▶ DATA IN THIS EXERCISE:
_ _ _ _

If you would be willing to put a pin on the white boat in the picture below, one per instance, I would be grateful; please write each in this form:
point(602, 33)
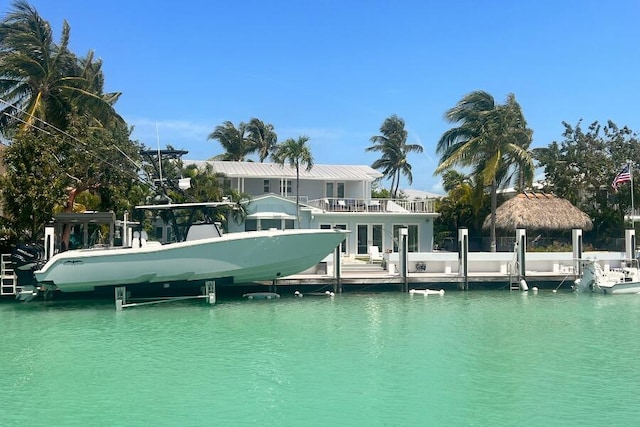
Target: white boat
point(205, 254)
point(625, 280)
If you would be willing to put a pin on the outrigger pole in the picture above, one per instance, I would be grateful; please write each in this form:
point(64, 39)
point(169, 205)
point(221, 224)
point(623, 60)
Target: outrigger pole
point(633, 211)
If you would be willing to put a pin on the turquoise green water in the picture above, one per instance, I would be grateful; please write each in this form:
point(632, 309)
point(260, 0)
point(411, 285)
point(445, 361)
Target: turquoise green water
point(467, 359)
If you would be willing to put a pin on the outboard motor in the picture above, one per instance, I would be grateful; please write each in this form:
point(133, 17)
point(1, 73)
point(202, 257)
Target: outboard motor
point(27, 258)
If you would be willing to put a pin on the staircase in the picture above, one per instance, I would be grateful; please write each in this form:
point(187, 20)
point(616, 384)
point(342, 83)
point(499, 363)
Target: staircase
point(8, 280)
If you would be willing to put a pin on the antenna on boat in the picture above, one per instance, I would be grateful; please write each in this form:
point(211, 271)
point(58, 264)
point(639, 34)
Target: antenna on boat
point(159, 156)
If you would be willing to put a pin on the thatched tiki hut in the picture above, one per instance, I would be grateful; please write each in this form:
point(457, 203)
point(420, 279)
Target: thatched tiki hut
point(538, 212)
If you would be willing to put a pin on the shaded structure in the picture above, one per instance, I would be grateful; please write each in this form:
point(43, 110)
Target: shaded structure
point(540, 212)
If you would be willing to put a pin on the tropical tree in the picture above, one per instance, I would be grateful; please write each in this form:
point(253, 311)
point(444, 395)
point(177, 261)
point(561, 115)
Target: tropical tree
point(580, 168)
point(54, 110)
point(41, 81)
point(262, 137)
point(491, 139)
point(235, 141)
point(392, 143)
point(297, 153)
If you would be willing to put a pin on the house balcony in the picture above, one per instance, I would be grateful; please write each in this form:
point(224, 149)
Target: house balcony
point(335, 204)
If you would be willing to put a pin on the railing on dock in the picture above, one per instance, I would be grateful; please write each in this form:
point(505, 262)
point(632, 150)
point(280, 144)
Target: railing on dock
point(8, 280)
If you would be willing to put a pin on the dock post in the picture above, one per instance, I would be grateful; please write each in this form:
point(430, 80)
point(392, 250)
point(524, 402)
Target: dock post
point(630, 244)
point(521, 239)
point(210, 291)
point(337, 267)
point(463, 257)
point(576, 237)
point(403, 233)
point(121, 297)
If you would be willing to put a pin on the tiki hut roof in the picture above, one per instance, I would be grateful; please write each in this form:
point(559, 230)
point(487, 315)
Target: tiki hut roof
point(539, 211)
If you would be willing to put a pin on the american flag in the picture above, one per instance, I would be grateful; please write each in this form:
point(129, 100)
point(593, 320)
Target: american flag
point(623, 176)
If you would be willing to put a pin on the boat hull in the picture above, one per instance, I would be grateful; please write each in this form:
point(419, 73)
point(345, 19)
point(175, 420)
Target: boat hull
point(620, 281)
point(236, 257)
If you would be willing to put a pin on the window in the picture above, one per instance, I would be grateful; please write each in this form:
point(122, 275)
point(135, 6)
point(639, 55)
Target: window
point(334, 189)
point(285, 187)
point(329, 189)
point(377, 236)
point(266, 224)
point(412, 237)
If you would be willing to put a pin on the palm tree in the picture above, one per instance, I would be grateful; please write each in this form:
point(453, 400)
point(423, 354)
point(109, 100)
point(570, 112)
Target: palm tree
point(234, 140)
point(394, 148)
point(262, 137)
point(297, 153)
point(43, 81)
point(492, 140)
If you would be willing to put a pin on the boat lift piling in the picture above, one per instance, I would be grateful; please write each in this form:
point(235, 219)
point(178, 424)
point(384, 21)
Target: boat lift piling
point(337, 287)
point(403, 246)
point(209, 295)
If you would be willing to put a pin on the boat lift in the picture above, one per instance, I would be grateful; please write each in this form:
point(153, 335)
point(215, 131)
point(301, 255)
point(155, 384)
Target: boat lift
point(209, 295)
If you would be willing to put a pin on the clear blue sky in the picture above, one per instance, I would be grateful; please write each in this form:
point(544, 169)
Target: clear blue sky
point(334, 70)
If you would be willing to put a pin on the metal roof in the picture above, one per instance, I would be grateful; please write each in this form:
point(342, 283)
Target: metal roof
point(274, 170)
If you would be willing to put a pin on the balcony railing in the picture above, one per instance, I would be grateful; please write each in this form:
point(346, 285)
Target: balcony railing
point(334, 204)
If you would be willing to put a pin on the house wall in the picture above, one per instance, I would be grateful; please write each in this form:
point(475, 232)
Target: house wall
point(310, 189)
point(351, 222)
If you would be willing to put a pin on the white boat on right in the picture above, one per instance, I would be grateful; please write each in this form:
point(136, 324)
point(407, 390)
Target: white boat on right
point(624, 280)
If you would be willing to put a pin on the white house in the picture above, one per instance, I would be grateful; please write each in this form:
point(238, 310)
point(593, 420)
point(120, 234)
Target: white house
point(330, 196)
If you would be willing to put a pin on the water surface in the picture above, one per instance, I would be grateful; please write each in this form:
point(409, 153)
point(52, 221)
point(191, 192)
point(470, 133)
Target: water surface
point(490, 358)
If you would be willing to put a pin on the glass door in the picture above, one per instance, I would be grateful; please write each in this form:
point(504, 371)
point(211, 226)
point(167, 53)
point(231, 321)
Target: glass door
point(363, 239)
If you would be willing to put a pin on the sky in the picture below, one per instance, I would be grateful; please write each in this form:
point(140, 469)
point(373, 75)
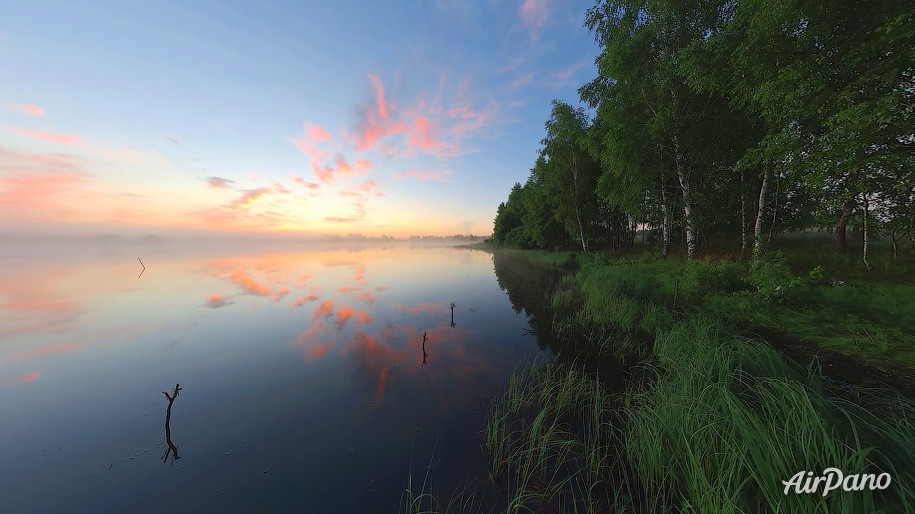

_ _ _ _

▶ WRITTEN PROBLEM: Copy all of the data above word for word, leaving out the pictures.

▶ OUTPUT FOR THIS TASK:
If you would be willing to put a pin on the white boat in the picture below, one per instance, I would be grateful; please write each in this form:
point(602, 33)
Target: white boat
point(205, 254)
point(625, 280)
If you would be willing to put a pin on the outrigger pole in the picture above, one per instance, I would be grateful; please write each in this form:
point(64, 39)
point(169, 205)
point(221, 224)
point(623, 60)
Target: outrigger pole
point(633, 211)
If you would be willing to put a pin on the turquoise green water in the picture above, one per instance, I would be grateful; please write each in this form:
point(632, 309)
point(260, 0)
point(411, 285)
point(445, 361)
Target: turquoise green water
point(467, 359)
If you would be willing to put a pin on the outboard motor in the picture above, one per instance, I would be grateful; please write each in this form:
point(133, 17)
point(1, 73)
point(202, 257)
Target: outboard motor
point(27, 258)
If you would be willing to put a pin on the staircase in the picture above, one per instance, I would be grateful; please write each in this form:
point(187, 20)
point(616, 384)
point(342, 83)
point(499, 363)
Target: staircase
point(8, 280)
If you would be willing to put a pin on the antenna on boat in the picture above, one per instance, I would be grateful; please write each in this form:
point(211, 271)
point(58, 264)
point(639, 34)
Target: antenna on boat
point(159, 156)
If you would be willing to put a pin on the thatched tiki hut in the picture above, one per instance, I would be grateful; please write each in this form:
point(457, 203)
point(420, 279)
Target: thatched tiki hut
point(538, 212)
If you would be willing to put a pin on the shaded structure in the picture above, one per instance, I would be grateful; please write each in this form:
point(43, 110)
Target: shaded structure
point(540, 212)
If you would be willing to put a pin on the tropical tree in the picture above, one per instance, I would be grateful; please write each in this form:
point(253, 311)
point(444, 395)
point(177, 261)
point(561, 115)
Target: tropical tree
point(580, 168)
point(54, 110)
point(41, 81)
point(262, 137)
point(491, 139)
point(235, 141)
point(392, 143)
point(297, 153)
If you would be willing to put a pin on the house balcony in the picture above, one per instance, I would be grateful; please write each in this form:
point(224, 149)
Target: house balcony
point(335, 204)
If you would be willing to put a pin on the railing on dock in the picture above, one per instance, I would be grateful; please write each in this form:
point(505, 262)
point(632, 150)
point(280, 144)
Target: railing on dock
point(8, 280)
If you would be willing to put a pin on the dock post in the picture above, one per instance, I would be grateful; please write each in this form:
point(430, 80)
point(392, 250)
point(524, 402)
Target: dock post
point(630, 244)
point(521, 239)
point(210, 291)
point(337, 267)
point(463, 257)
point(576, 237)
point(403, 233)
point(121, 297)
If you would be willing to put a pin on the tiki hut roof in the picture above, one per instance, I would be grateful; please write each in this form:
point(559, 230)
point(487, 315)
Target: tiki hut roof
point(539, 211)
If you would be willing to put a pin on the american flag in the picture above, one per instance, I would be grateful; please write each in this form:
point(129, 100)
point(593, 320)
Target: american flag
point(623, 176)
If you would be willing to put a pin on the boat hull in the picture above, one per instance, I would be grateful; please write each in this form:
point(419, 73)
point(345, 19)
point(175, 420)
Target: boat hull
point(620, 281)
point(236, 257)
If you would be willing to put a pin on the window in the picture above, one per instance, I would be grateful; please write each in this form:
point(122, 275)
point(135, 6)
point(639, 55)
Target: window
point(334, 189)
point(285, 187)
point(329, 189)
point(377, 236)
point(266, 224)
point(412, 237)
If you would be willing to put a pin on the palm tree in the picture above, one per instance, I would be grateful; please write each in this form:
point(453, 400)
point(423, 354)
point(109, 100)
point(570, 112)
Target: palm tree
point(234, 140)
point(394, 148)
point(262, 137)
point(297, 153)
point(43, 81)
point(492, 140)
If you would be willing to put a pin on the boat lift piling in the picture above, one per instance, I would be grateful; please write each in this form:
point(235, 219)
point(178, 424)
point(384, 21)
Target: boat lift piling
point(337, 287)
point(403, 246)
point(209, 295)
If you would be willing to put a pin on the boat lift in the picture above, one per instance, I would be grateful; please write each in this form:
point(153, 335)
point(215, 131)
point(301, 255)
point(155, 384)
Target: boat lift
point(209, 295)
If you would be willing to put a pin on the clear blue sky in the picture above, one per instance, I would be grateful; please write each in this form:
point(544, 169)
Target: clear blue sky
point(334, 70)
If you would be willing to put a pin on the metal roof in the picture above, one per instance, I would be grateful; please write each in this form:
point(342, 283)
Target: metal roof
point(274, 170)
If you would be willing to put a pin on the balcony railing in the picture above, one per instance, I would be grateful; please write each in this form:
point(346, 285)
Target: balcony railing
point(334, 204)
If you would be willing to put a pin on the house wall in the picture above, one per instance, I would be grateful; please write each in this form:
point(475, 232)
Target: house wall
point(310, 189)
point(351, 222)
If you would be willing to put a pin on the white boat on right in the picture above, one per instance, I would be grateful; please write each in this form:
point(136, 324)
point(407, 390)
Target: white boat on right
point(624, 280)
If you would be willing to put a pin on the white house in the picture above, one per instance, I would be grateful; please write each in this form:
point(238, 310)
point(593, 420)
point(120, 234)
Target: white house
point(330, 196)
If you would be willing to put a pin on the water surface in the picture above, one per instance, I would be grateful; please write each in this form:
point(409, 153)
point(52, 221)
point(191, 192)
point(470, 133)
Target: water surface
point(490, 358)
If you would be willing to put a pin on the glass door in the picture above, one per instance, I would be grateful; please write each in this form:
point(504, 371)
point(211, 226)
point(167, 53)
point(231, 321)
Target: glass door
point(363, 239)
If you would be willing to put a pin on the sky in the picture below, one per instance, I would be grateful; please write each in this form:
point(140, 469)
point(373, 75)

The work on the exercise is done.